(Spatial localization data)
----------

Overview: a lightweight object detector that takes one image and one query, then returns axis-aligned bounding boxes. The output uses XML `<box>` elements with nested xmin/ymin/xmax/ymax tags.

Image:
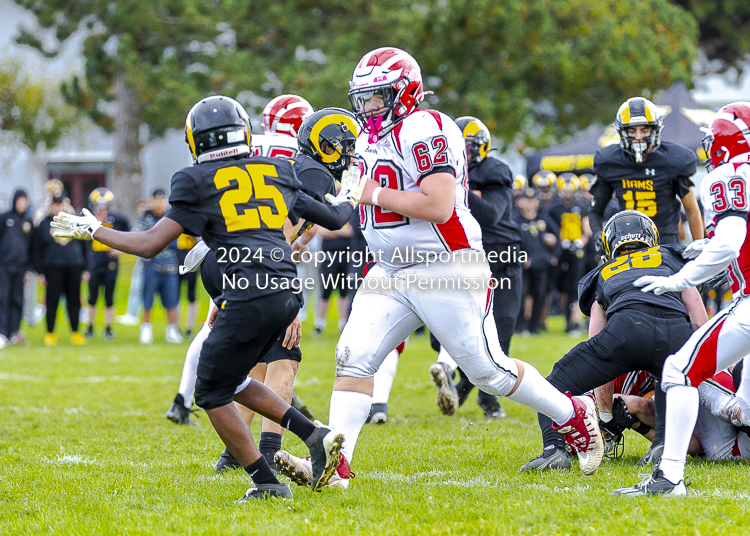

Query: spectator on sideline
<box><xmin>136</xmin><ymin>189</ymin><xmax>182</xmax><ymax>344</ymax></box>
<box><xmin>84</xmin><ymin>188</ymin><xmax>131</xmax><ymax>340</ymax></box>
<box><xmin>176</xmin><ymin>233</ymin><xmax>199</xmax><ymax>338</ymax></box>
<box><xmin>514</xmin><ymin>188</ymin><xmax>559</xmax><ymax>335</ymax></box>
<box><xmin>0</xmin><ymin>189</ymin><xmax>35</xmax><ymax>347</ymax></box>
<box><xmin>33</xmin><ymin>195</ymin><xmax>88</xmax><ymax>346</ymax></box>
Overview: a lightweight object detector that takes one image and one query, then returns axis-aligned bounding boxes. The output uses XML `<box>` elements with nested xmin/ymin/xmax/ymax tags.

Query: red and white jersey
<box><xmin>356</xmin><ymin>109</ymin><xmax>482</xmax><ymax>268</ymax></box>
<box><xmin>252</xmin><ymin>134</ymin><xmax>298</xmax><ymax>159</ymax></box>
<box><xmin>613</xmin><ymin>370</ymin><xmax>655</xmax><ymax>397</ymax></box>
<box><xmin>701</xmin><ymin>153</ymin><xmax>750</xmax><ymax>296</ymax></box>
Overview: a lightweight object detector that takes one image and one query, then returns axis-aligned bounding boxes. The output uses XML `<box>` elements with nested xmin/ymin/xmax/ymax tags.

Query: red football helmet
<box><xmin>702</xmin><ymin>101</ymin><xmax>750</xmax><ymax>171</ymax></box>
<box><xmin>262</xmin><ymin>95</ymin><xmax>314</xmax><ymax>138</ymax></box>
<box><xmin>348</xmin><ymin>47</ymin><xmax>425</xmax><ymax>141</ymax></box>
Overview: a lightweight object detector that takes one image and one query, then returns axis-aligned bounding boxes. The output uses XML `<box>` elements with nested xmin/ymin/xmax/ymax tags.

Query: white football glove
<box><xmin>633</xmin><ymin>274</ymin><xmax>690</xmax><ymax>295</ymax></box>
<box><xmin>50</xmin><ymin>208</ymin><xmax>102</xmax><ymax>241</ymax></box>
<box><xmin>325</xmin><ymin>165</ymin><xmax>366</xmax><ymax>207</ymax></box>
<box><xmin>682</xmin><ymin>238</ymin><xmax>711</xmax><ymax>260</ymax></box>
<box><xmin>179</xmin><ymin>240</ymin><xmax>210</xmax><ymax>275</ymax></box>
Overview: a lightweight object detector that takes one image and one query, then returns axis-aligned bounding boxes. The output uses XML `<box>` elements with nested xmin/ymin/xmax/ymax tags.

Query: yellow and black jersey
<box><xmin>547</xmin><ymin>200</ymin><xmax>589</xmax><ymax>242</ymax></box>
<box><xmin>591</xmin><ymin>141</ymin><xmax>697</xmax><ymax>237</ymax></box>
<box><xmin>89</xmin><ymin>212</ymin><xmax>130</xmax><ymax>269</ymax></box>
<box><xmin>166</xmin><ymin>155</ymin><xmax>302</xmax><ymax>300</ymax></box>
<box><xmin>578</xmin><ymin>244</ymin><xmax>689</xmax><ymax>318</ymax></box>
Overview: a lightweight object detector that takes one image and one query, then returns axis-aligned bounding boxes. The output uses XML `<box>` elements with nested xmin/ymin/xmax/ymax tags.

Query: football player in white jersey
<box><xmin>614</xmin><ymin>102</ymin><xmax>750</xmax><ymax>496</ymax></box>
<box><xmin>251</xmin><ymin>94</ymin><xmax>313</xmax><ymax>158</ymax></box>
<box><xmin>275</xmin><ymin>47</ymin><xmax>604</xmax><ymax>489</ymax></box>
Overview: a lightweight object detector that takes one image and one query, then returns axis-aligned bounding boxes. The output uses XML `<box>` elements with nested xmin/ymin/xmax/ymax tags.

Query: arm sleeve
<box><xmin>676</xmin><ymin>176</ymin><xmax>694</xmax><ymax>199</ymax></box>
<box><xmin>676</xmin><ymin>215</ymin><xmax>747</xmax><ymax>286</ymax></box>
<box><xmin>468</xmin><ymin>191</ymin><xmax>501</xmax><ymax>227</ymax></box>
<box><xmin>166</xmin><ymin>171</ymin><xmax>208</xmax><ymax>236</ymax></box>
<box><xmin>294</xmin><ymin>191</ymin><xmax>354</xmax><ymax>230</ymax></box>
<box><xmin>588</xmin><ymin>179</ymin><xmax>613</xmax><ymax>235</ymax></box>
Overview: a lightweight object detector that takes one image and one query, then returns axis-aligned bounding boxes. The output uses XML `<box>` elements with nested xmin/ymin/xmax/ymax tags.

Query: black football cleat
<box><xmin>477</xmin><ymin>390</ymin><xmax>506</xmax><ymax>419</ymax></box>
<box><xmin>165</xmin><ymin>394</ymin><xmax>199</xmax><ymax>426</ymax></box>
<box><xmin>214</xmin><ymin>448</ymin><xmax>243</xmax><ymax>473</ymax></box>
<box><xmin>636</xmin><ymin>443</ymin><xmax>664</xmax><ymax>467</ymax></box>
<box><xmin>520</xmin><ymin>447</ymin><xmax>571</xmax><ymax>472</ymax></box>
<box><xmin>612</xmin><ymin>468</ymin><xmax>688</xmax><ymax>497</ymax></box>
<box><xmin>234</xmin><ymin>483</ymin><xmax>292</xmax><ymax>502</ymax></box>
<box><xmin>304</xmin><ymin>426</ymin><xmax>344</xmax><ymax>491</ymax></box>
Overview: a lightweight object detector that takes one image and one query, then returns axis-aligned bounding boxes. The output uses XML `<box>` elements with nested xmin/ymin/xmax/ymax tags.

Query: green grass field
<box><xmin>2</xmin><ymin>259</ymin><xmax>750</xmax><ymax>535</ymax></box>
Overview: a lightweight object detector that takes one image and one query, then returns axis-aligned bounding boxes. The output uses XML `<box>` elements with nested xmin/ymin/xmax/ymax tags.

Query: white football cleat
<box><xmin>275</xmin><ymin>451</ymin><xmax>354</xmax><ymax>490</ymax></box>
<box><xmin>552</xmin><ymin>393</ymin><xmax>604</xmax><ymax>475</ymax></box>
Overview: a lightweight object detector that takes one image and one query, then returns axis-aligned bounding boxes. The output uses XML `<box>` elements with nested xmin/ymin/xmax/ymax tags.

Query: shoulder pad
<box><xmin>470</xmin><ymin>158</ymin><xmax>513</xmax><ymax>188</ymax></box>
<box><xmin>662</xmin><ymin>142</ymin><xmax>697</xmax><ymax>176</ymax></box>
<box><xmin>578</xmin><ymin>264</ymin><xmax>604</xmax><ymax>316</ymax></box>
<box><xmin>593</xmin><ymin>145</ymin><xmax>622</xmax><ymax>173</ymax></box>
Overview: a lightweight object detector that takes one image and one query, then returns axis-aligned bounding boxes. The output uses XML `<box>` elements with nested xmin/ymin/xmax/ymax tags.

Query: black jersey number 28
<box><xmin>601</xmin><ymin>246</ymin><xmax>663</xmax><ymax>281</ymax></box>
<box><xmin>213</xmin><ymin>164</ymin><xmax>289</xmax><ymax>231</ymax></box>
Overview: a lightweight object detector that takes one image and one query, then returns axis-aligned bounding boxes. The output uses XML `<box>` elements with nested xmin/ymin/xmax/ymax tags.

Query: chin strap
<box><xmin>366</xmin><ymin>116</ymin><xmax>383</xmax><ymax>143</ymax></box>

----------

> _WHAT YOU SHOULD DO_:
A faithful copy of all the lines above is needed, with the pictures omitted.

> _WRITTEN SOLUTION_:
Overview: a lightweight object detector that takes one image and one query, then returns axis-aligned bounding boxes. The output uses XML `<box>` elements with nested xmin/ymin/xmax/ymax tags.

Image:

Query: spectator on sideline
<box><xmin>136</xmin><ymin>189</ymin><xmax>182</xmax><ymax>344</ymax></box>
<box><xmin>84</xmin><ymin>188</ymin><xmax>131</xmax><ymax>340</ymax></box>
<box><xmin>176</xmin><ymin>233</ymin><xmax>199</xmax><ymax>338</ymax></box>
<box><xmin>514</xmin><ymin>188</ymin><xmax>559</xmax><ymax>335</ymax></box>
<box><xmin>0</xmin><ymin>189</ymin><xmax>35</xmax><ymax>347</ymax></box>
<box><xmin>33</xmin><ymin>195</ymin><xmax>88</xmax><ymax>346</ymax></box>
Overview: a lightweight object detector that takes one image and one query, then returns axis-aligned bounding boxes. The output uses XML `<box>` elements with nested xmin/ymin/xmax/ymax tags.

Query: red and white jersey
<box><xmin>356</xmin><ymin>109</ymin><xmax>482</xmax><ymax>268</ymax></box>
<box><xmin>252</xmin><ymin>134</ymin><xmax>298</xmax><ymax>159</ymax></box>
<box><xmin>613</xmin><ymin>370</ymin><xmax>655</xmax><ymax>397</ymax></box>
<box><xmin>701</xmin><ymin>153</ymin><xmax>750</xmax><ymax>296</ymax></box>
Overview: a lightweight object detector that takes one image and one query, then returns axis-aligned bounding boxes. The output uses XML `<box>` elements with nested xmin/ymin/xmax/ymax tags.

Query: red football helmet
<box><xmin>702</xmin><ymin>101</ymin><xmax>750</xmax><ymax>171</ymax></box>
<box><xmin>262</xmin><ymin>95</ymin><xmax>314</xmax><ymax>138</ymax></box>
<box><xmin>348</xmin><ymin>47</ymin><xmax>425</xmax><ymax>141</ymax></box>
Overview: a lightweight object detector that takes one image and one query, then returns axis-aligned bounding boxes. The output uses XML `<box>` elements with nested xmin/ymin/xmax/ymax tags.

Query: white football glove
<box><xmin>633</xmin><ymin>274</ymin><xmax>690</xmax><ymax>295</ymax></box>
<box><xmin>50</xmin><ymin>208</ymin><xmax>102</xmax><ymax>241</ymax></box>
<box><xmin>325</xmin><ymin>165</ymin><xmax>366</xmax><ymax>207</ymax></box>
<box><xmin>682</xmin><ymin>238</ymin><xmax>711</xmax><ymax>260</ymax></box>
<box><xmin>179</xmin><ymin>240</ymin><xmax>210</xmax><ymax>275</ymax></box>
Overview: a lightweight object detector that takes one image and one query, then returns axis-aligned bounding boxes. The output uses XML `<box>` elements with nested xmin/ymin/xmax/ymax tags.

Query: yellow and black jersey
<box><xmin>547</xmin><ymin>200</ymin><xmax>589</xmax><ymax>242</ymax></box>
<box><xmin>591</xmin><ymin>141</ymin><xmax>697</xmax><ymax>237</ymax></box>
<box><xmin>89</xmin><ymin>212</ymin><xmax>130</xmax><ymax>269</ymax></box>
<box><xmin>166</xmin><ymin>155</ymin><xmax>302</xmax><ymax>300</ymax></box>
<box><xmin>578</xmin><ymin>244</ymin><xmax>689</xmax><ymax>318</ymax></box>
Overview: a lightweight object detector that takes one image and one query, then returns axis-aligned bounding boxes. The output uses XML `<box>` elements with nested xmin/ymin/xmax/ymax tags.

Query: football player in white jersey
<box><xmin>614</xmin><ymin>102</ymin><xmax>750</xmax><ymax>496</ymax></box>
<box><xmin>251</xmin><ymin>94</ymin><xmax>313</xmax><ymax>158</ymax></box>
<box><xmin>275</xmin><ymin>47</ymin><xmax>604</xmax><ymax>489</ymax></box>
Overview: a lightweight object detector that takes one image and one query, then returns axis-aligned bounding boxes. The output uses XML `<box>` elements with nested xmin/ymin/xmax/ymax tags.

Query: arm sleeve
<box><xmin>676</xmin><ymin>176</ymin><xmax>694</xmax><ymax>199</ymax></box>
<box><xmin>676</xmin><ymin>215</ymin><xmax>747</xmax><ymax>286</ymax></box>
<box><xmin>468</xmin><ymin>191</ymin><xmax>501</xmax><ymax>227</ymax></box>
<box><xmin>166</xmin><ymin>171</ymin><xmax>208</xmax><ymax>236</ymax></box>
<box><xmin>294</xmin><ymin>191</ymin><xmax>354</xmax><ymax>230</ymax></box>
<box><xmin>588</xmin><ymin>179</ymin><xmax>613</xmax><ymax>235</ymax></box>
Overview: a lightweight object detector that takes one image and one query, then returns axis-aligned bounding boxes. The output uses XML `<box>` elements with nested xmin/ymin/xmax/ymax tags.

Query: black football cleat
<box><xmin>477</xmin><ymin>390</ymin><xmax>506</xmax><ymax>419</ymax></box>
<box><xmin>165</xmin><ymin>394</ymin><xmax>199</xmax><ymax>426</ymax></box>
<box><xmin>214</xmin><ymin>448</ymin><xmax>243</xmax><ymax>473</ymax></box>
<box><xmin>636</xmin><ymin>443</ymin><xmax>664</xmax><ymax>467</ymax></box>
<box><xmin>520</xmin><ymin>447</ymin><xmax>571</xmax><ymax>472</ymax></box>
<box><xmin>612</xmin><ymin>468</ymin><xmax>688</xmax><ymax>497</ymax></box>
<box><xmin>234</xmin><ymin>483</ymin><xmax>292</xmax><ymax>502</ymax></box>
<box><xmin>304</xmin><ymin>426</ymin><xmax>344</xmax><ymax>491</ymax></box>
Overview: a lightweight object detector that takes one image and one query, then returns axis-aligned bounding boxes. The output uses XML `<box>` elements with nested xmin/ymin/xmax/ymax tags.

Query: green grass field
<box><xmin>2</xmin><ymin>259</ymin><xmax>750</xmax><ymax>535</ymax></box>
Overview: a lightweight object detector that takes one image and one query, then returns axis-aligned bounding boxes. The output uses XML `<box>` elements with nested xmin/ymin/xmax/ymax tags.

Query: white football cleat
<box><xmin>275</xmin><ymin>451</ymin><xmax>354</xmax><ymax>490</ymax></box>
<box><xmin>552</xmin><ymin>393</ymin><xmax>604</xmax><ymax>475</ymax></box>
Overview: a lightweight object detector that takes one image and one query, then returns axis-aligned bounding boxes. The output uses XML `<box>` elements with nested xmin/ymin/xmax/ymax tags.

Query: shoulder pad
<box><xmin>470</xmin><ymin>158</ymin><xmax>513</xmax><ymax>188</ymax></box>
<box><xmin>662</xmin><ymin>142</ymin><xmax>697</xmax><ymax>176</ymax></box>
<box><xmin>578</xmin><ymin>264</ymin><xmax>604</xmax><ymax>316</ymax></box>
<box><xmin>593</xmin><ymin>145</ymin><xmax>622</xmax><ymax>173</ymax></box>
Overview: a lightweight object detector that takes one image and one query, then returns axis-aligned bounding boxes. The output uses XML `<box>` elements with nested xmin/ymin/xmax/ymax tags.

Query: black jersey number 28
<box><xmin>601</xmin><ymin>246</ymin><xmax>663</xmax><ymax>281</ymax></box>
<box><xmin>213</xmin><ymin>164</ymin><xmax>289</xmax><ymax>231</ymax></box>
Overview: a lightweight object detector that takes one image and one query, then returns axis-aligned bounding boxes. The output uses XML `<box>` elements with nested xmin/ymin/xmax/ymax tags.

Query: chin strap
<box><xmin>366</xmin><ymin>116</ymin><xmax>383</xmax><ymax>143</ymax></box>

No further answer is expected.